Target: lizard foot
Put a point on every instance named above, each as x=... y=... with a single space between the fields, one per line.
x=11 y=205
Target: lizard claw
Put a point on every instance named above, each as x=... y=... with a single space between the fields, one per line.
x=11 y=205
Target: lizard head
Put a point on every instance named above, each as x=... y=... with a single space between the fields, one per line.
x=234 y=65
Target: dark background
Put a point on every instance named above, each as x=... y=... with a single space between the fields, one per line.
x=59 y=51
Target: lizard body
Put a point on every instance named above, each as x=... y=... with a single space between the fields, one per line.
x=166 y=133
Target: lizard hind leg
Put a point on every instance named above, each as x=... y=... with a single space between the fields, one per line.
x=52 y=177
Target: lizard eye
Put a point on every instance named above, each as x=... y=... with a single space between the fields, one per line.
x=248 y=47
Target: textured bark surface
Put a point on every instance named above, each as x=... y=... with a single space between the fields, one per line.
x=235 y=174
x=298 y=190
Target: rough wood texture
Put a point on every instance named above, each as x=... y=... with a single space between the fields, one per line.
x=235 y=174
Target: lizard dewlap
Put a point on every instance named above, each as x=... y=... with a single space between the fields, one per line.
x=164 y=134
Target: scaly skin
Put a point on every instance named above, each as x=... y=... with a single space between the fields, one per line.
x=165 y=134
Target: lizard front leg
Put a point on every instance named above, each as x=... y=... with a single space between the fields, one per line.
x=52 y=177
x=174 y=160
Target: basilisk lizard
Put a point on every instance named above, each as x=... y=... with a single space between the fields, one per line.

--------------------

#### WHAT TO DO
Reproduce all of the entries above word for word, keeping every line as it appears.

#### SOLUTION TO THIS TASK
Target: lizard foot
Put a point on every instance named above, each as x=... y=... with a single space between the fields, one per line.
x=11 y=205
Target: lizard claw
Put a point on every instance named above, each as x=... y=... with a single space between the fields, one per line.
x=11 y=205
Target: lizard head
Put a point on every instance named above, each as x=... y=... with a single space between the fields, one per line.
x=234 y=65
Target: dark background
Put a point on every instance named above, each as x=... y=... with a single space between the fields, one per line.
x=59 y=51
Target: lizard body
Put a point on every instance named above, each as x=... y=... with a single space between the fields, one per line.
x=166 y=133
Target: lizard hind leg
Put a point on every instance named above, each as x=... y=... with a single space between the fields, one per line.
x=52 y=177
Target: lizard eye
Put a point on every instance named above, each as x=... y=... with a single space between the fields, one per line.
x=248 y=47
Target: textured bark surface
Put a point on every instance named above, each as x=... y=... with a single space between the fields, one per line.
x=235 y=174
x=298 y=190
Target: rough wood texture
Put a point on every instance named above, each as x=... y=... with a single space between the fields, one per line.
x=235 y=174
Target: lizard dewlap
Put a point on every instance named above, each as x=... y=... with a single space between the fields, one per line.
x=164 y=134
Target: scaly skin
Put a point on every instance named above, each as x=... y=... with a single space between the fields, one per line.
x=165 y=134
Target: lizard front leg
Put a point on every instance named above, each as x=... y=... with a single space between the fields, one per line.
x=52 y=177
x=174 y=160
Target: basilisk lizard
Put a point on every instance named above, each as x=... y=... with a single space between the fields, one per line.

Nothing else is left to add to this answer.